▸ **WHAT THE EXERCISE ASKS**
Reproduce the data below verbatim, keeping every line in its original order.

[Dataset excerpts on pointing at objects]
┌──

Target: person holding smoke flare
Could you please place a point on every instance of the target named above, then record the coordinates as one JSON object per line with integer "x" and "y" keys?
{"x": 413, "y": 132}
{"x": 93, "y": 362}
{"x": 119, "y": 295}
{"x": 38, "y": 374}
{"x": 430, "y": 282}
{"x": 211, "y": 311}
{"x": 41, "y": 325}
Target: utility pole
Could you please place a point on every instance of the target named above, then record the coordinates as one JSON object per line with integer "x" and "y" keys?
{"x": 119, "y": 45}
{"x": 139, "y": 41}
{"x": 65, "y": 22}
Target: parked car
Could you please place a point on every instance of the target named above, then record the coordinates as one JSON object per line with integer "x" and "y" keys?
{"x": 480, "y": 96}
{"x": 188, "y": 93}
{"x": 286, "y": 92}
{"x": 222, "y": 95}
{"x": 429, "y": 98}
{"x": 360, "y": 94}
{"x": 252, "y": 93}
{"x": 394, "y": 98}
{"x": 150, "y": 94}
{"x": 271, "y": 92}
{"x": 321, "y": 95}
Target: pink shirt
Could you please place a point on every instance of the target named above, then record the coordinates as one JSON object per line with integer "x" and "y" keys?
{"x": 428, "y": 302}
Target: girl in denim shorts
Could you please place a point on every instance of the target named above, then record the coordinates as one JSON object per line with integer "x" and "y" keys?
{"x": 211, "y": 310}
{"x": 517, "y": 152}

└──

▸ **ANSWER**
Target: person holding smoke flare
Could you please place a point on every instance of the target named above, then record the coordinates as one JSON object per line with integer "x" and "y" keys?
{"x": 413, "y": 132}
{"x": 93, "y": 362}
{"x": 119, "y": 295}
{"x": 38, "y": 374}
{"x": 430, "y": 282}
{"x": 211, "y": 311}
{"x": 41, "y": 325}
Target: utility pole
Could you please place a point on every instance of the target named above, then record the coordinates as one JSON object per line with integer "x" and "y" keys?
{"x": 119, "y": 45}
{"x": 139, "y": 41}
{"x": 65, "y": 22}
Target: parked car
Could you please place a point on every instance of the target named above, then record the coordinates as one JSON object per line with integer "x" and "y" keys?
{"x": 480, "y": 96}
{"x": 188, "y": 93}
{"x": 286, "y": 92}
{"x": 222, "y": 95}
{"x": 429, "y": 98}
{"x": 360, "y": 94}
{"x": 252, "y": 93}
{"x": 394, "y": 98}
{"x": 150, "y": 94}
{"x": 271, "y": 92}
{"x": 321, "y": 95}
Target: pink shirt
Could you please place a point on every instance of the target named above, then record the coordinates as one JSON object per line with integer "x" and "y" keys?
{"x": 428, "y": 302}
Target: girl in denim shorts
Could you please place a point on every instance of the target named above, then record the coordinates as one JSON object per line with integer "x" and "y" keys?
{"x": 211, "y": 310}
{"x": 517, "y": 152}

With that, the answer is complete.